SOURCE TEXT:
Scrape from a List of URLs

When you need to extract data from multiple web pages, you can process a list of URLs using either sequential or parallel approaches. Sequential processing handles URLs one at a time, while parallel processing—handling multiple requests simultaneously—significantly reduces scraping time for large URL lists.

This guide assumes you already have a list of URLs ready for scraping

If you need to discover URLs from a starting page, check our Scrape and Crawl from a Seed URL.

The techniques shown in this guide work with any programming language that supports HTTPS requests (PHP, Java, Ruby, Go, C#, etc.). We’re using Python and Node.js examples for simplicity, but you can adapt these patterns to your preferred language.

Prerequisites

Python Setup

You’ll need Python 3 installed. Install the required libraries:

pip install requests beautifulsoup4

The requests library handles HTTP requests to ZenRows, while beautifulsoup4 parses HTML content for data extraction.

Node.js Setup

You’ll need Node.js installed. Install the required packages:

npm install axios cheerio

The axios library handles HTTP requests, while cheerio provides server-side HTML parsing similar to jQuery.

Sequential Processing

Sequential processing handles URLs one after another in a simple loop. This approach works well for small URL lists or when you want to avoid overwhelming target servers with concurrent requests.

Basic sequential scraping

import requests

zenrows_api_base = "https://api.zenrows.com/v1/?apikey=YOUR_ZENROWS_API_KEY"
urls = [
	# ... your URLs here
]

for url in urls:
	response = requests.get(zenrows_api_base, params={"url": url})
	print(response.text)

GOAL A:
Return the part of the guide on scraping from a list of URLs that runs from "This guide assumes" to "a Seed URL.".
GOAL B:
Check each statement against the guide on scraping from a list of URLs. Answer yes or no for each, and quote the words of the guide that decide it.
(i) The cheerio package gives server-side HTML parsing that resembles jQuery.
(ii) The techniques in the guide work only with Python and Node.js.
(iii) Sequential processing suits large URL lists best.
GOAL C:
Extend the guide on scraping from a list of URLs, picking up right after its final line.
Nothing in the listing is needed here.

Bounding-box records
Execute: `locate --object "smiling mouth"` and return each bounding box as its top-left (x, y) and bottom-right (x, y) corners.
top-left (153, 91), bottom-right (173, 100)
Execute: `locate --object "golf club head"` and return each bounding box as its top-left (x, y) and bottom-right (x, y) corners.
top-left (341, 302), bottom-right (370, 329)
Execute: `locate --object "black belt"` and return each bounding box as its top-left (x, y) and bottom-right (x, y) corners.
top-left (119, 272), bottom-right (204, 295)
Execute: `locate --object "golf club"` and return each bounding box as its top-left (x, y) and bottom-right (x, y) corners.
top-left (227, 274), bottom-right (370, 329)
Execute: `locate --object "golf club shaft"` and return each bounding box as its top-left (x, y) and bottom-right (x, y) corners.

TASK OUTPUT A:
This guide assumes you already have a list of URLs ready for scraping

If you need to discover URLs from a starting page, check our Scrape and Crawl from a Seed URL.

TASK OUTPUT B:
(i) Yes: "cheerio provides server-side HTML parsing similar to jQuery."
(ii) No: "The techniques shown in this guide work with any programming language that supports HTTPS requests (PHP, Java, Ruby, Go, C#, etc.)."
(iii) No: "This approach works well for small URL lists or when you want to avoid overwhelming target servers with concurrent requests."

TASK OUTPUT C:
This code sends each URL to ZenRows sequentially and prints the returned HTML. The loop processes URLs in order, waiting for each request to complete before moving to the next.

Extracting specific data

To make the scraper more useful, extract specific data like page titles and headings:

import requests
from bs4 import BeautifulSoup

zenrows_api_base = "https://api.zenrows.com/v1/?apikey=YOUR_ZENROWS_API_KEY"
urls = [
	# ... your URLs here
]

def extract_content(url, soup):
	return {
		"url": url,
		"title": soup.title.string,
		"h1": soup.find("h1").text,
	}

results = []
for url in urls:
	response = requests.get(zenrows_api_base, params={"url": url})
	soup = BeautifulSoup(response.text, "html.parser")
	results.append(extract_content(url, soup))

print(results)

The extract_content function parses each page and extracts the title and main heading. Results are stored in a list for further processing. The function includes safety checks to handle pages missing title or H1 elements.

Adding error handling

For production use, add error handling to manage failed requests:

import requests
from bs4 import BeautifulSoup
import time

zenrows_api_base = "https://api.zenrows.com/v1/?apikey=YOUR_ZENROWS_API_KEY"
urls = [
	# ... your URLs here
]

def extract_content(url, soup):
	return {
		"url": url,
		"title": soup.title.string if soup.title else "No title",
		"h1": soup.find("h1").text if soup.find("h1") else "No H1"
	}

results = []
for url in urls:
	try:
		response = requests.get(zenrows_api_base, params={"url": url})
		response.raise_for_status()
		
		soup = BeautifulSoup(response.text, "html.parser")
		results.append(extract_content(url, soup))
		
		# Add delay between requests
		time.sleep(1)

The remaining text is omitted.